DO THIS - Exactly reproduce the lines that follow.

DATASET ENTRIES -
○ ○ ○ ○

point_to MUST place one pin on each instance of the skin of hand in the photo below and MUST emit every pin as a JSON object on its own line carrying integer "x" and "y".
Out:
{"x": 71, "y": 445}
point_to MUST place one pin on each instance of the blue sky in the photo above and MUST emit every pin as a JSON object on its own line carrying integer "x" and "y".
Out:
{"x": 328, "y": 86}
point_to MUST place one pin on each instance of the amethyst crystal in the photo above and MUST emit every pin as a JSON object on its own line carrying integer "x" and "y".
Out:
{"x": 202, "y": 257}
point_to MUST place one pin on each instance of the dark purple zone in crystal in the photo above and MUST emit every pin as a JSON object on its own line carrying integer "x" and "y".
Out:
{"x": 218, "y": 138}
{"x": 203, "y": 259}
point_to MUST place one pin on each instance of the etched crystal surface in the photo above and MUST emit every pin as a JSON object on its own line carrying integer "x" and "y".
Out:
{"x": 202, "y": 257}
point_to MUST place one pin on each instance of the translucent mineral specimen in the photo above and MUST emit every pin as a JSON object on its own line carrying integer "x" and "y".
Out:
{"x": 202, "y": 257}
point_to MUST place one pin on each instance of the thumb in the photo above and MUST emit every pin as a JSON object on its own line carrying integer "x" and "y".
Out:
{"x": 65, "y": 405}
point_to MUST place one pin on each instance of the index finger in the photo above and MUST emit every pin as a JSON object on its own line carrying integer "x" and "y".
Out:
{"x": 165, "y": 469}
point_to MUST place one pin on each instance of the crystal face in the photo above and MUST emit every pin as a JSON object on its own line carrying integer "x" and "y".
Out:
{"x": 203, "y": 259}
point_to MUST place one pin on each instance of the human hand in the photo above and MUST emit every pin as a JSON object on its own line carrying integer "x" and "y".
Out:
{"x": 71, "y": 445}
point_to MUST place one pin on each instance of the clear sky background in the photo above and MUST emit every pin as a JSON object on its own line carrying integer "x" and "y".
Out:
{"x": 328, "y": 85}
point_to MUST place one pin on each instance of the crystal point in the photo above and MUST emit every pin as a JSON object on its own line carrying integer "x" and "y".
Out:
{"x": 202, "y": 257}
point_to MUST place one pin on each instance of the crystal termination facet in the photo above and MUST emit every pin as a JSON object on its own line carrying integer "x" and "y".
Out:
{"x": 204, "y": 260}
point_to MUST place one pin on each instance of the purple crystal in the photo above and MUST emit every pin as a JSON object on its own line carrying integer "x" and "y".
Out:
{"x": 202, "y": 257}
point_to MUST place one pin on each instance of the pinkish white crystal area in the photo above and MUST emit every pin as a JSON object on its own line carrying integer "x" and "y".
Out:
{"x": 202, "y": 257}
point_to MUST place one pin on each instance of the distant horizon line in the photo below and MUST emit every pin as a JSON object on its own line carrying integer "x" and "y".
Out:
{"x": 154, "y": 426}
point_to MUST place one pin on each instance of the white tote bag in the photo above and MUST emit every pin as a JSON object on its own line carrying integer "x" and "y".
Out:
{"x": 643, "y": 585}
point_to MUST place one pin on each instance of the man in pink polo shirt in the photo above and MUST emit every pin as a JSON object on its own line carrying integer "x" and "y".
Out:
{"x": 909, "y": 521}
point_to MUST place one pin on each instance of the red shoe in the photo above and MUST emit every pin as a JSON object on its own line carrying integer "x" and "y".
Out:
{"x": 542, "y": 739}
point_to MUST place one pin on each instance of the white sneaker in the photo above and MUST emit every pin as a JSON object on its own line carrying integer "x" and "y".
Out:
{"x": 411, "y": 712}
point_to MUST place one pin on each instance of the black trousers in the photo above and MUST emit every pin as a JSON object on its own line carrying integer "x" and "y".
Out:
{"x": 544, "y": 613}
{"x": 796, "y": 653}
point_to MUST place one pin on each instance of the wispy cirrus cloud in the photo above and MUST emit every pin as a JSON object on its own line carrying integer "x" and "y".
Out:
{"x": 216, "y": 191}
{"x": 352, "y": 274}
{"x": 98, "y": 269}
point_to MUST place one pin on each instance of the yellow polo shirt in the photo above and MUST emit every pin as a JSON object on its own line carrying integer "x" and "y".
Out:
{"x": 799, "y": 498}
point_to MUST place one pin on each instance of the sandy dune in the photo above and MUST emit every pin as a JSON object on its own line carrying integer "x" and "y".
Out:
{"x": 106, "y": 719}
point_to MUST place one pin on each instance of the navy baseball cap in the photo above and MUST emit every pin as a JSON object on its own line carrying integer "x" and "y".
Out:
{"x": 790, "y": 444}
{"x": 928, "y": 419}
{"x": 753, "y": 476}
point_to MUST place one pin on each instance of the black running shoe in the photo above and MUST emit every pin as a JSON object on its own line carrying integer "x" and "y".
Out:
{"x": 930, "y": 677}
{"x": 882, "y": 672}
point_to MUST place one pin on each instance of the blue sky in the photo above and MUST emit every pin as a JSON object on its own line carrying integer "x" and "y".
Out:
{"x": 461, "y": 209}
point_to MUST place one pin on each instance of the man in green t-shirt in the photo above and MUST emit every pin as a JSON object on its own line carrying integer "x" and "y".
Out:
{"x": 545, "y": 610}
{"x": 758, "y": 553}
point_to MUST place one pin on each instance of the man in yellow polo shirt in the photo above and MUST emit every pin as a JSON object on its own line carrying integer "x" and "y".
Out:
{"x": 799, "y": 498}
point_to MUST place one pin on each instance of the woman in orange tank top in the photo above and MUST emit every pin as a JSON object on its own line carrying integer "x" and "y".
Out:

○ ○ ○ ○

EXERCISE SOLUTION -
point_to MUST place one pin on each instance of the skin of hand in the photo below and MUST emit every pin as a JSON object on its own line carrying integer "x" and "y".
Out:
{"x": 71, "y": 445}
point_to MUST place one pin on each instance of the blue sky in the photo above and MUST emit every pin as a JSON object on its own line carrying integer "x" and "y".
Out:
{"x": 328, "y": 86}
point_to MUST place one pin on each instance of the amethyst crystal in the photo above and MUST emit every pin as a JSON object on its own line carrying integer "x" and "y".
Out:
{"x": 202, "y": 257}
point_to MUST place one pin on each instance of the dark purple zone in crystal in the photo above and MUST emit every pin as a JSON object on its own line carrying integer "x" and "y".
Out:
{"x": 218, "y": 138}
{"x": 203, "y": 259}
point_to MUST place one pin on each instance of the etched crystal surface in the photo above and MUST emit every pin as a JSON object on its own line carrying integer "x" and "y".
Out:
{"x": 202, "y": 257}
point_to MUST place one pin on each instance of the translucent mineral specimen in the photo above and MUST emit every pin as a JSON object on its own line carrying integer "x" and "y".
Out:
{"x": 202, "y": 257}
point_to MUST place one pin on each instance of the thumb in the photo above and MUST emit every pin as a JSON object on its own line carrying integer "x" and "y".
Out:
{"x": 65, "y": 405}
point_to MUST place one pin on each instance of the index finger in the photo above and MUST emit every pin as a JSON object on its own line carrying integer "x" and "y".
Out:
{"x": 165, "y": 469}
point_to MUST place one pin on each instance of the crystal face in the photo above and MUST emit every pin as a JSON object on its own line carrying integer "x" and "y".
Out:
{"x": 203, "y": 259}
point_to MUST place one pin on each instance of the human hand in the photo above and MUST emit every pin as a JSON object on its own line carrying integer "x" and "y".
Out:
{"x": 71, "y": 445}
point_to MUST place one pin on each instance of the clear sky background in the photo above and MUST emit every pin as a JSON object on its own line carrying integer "x" and "y".
Out:
{"x": 328, "y": 85}
point_to MUST place one pin on each instance of the crystal point in the photo above and MUST emit every pin as a JSON object on its own line carrying integer "x" and "y".
Out:
{"x": 202, "y": 257}
point_to MUST place one pin on each instance of the crystal termination facet in the photo above and MUST emit every pin as a JSON object on its own line carrying integer "x" and "y".
Out:
{"x": 204, "y": 260}
point_to MUST place one pin on each instance of the purple crystal in the photo above and MUST emit every pin as a JSON object on its own line carrying integer "x" and "y".
Out:
{"x": 202, "y": 257}
point_to MUST place one pin on each instance of the pinkish white crystal area in the photo above and MUST emit every pin as a JSON object on its own line carrying integer "x" and "y".
Out:
{"x": 202, "y": 257}
point_to MUST place one pin on each instance of the distant horizon line in the photo below and MUST emit every pin as a JSON object on its own line carrying integer "x" and "y".
Out:
{"x": 154, "y": 426}
point_to MUST place one pin on each instance of the white tote bag in the photo above and MUST emit every pin as a JSON object on its own line carrying integer "x" and "y".
Out:
{"x": 643, "y": 585}
point_to MUST place one pin on each instance of the man in pink polo shirt in the photo above and MUST emit every pin as a JSON object on its own line carrying integer "x" and "y".
Out:
{"x": 909, "y": 521}
point_to MUST place one pin on each instance of the red shoe in the photo above and MUST emit every pin as a JSON object on its own line carrying integer "x" and "y".
Out:
{"x": 542, "y": 739}
point_to MUST place one pin on each instance of the white sneaker in the photo above and MUST emit every pin as a JSON object on its own line carrying integer "x" and "y".
Out:
{"x": 411, "y": 712}
point_to MUST place one pin on each instance of the black trousers in the photo above and MUST emit every pin as a JSON object on its own line carrying integer "x" and "y".
Out:
{"x": 544, "y": 613}
{"x": 796, "y": 653}
point_to MUST place one pin on each instance of the wispy cirrus cloud in the photo above and MUST emit every pin as a JSON object on its own line carrying integer "x" and "y".
Out:
{"x": 216, "y": 191}
{"x": 352, "y": 274}
{"x": 98, "y": 269}
point_to MUST place one pin on each instance of the yellow polo shirt in the photo above and MUST emit every pin as a JSON object on its own line carrying integer "x" and "y".
Out:
{"x": 799, "y": 498}
point_to MUST place one pin on each instance of the sandy dune in the photo above and MUST emit every pin as a JSON object on its own line carrying integer "x" and "y".
Out:
{"x": 106, "y": 719}
point_to MUST place one pin on each instance of the navy baseball cap in the photo above and MUST emit every pin as a JSON object on its own line carrying integer "x" and "y".
Out:
{"x": 790, "y": 444}
{"x": 928, "y": 419}
{"x": 753, "y": 476}
point_to MUST place one pin on each instance of the black running shoe in the photo above and MUST emit every pin as a JSON object on its own line carrying integer "x" and "y".
Out:
{"x": 930, "y": 677}
{"x": 882, "y": 672}
point_to MUST place one pin on each instance of the blue sky in the photo above and MUST emit every pin as a JSON object on its own line carrying integer "x" and "y".
Out:
{"x": 461, "y": 209}
point_to MUST place one pin on each instance of the man in green t-shirt in the photo above and MUST emit every pin as a JSON object on its own line carrying integer "x" and "y".
Out:
{"x": 545, "y": 610}
{"x": 758, "y": 553}
point_to MUST place one pin on each instance of the man in yellow polo shirt in the photo above and MUST emit every pin as a JSON object on its own line carrying integer "x" and "y".
Out:
{"x": 799, "y": 498}
point_to MUST place one pin on each instance of the woman in orange tank top in the photo above and MUST emit every pin as a JSON object on its own line carrying integer "x" and "y".
Out:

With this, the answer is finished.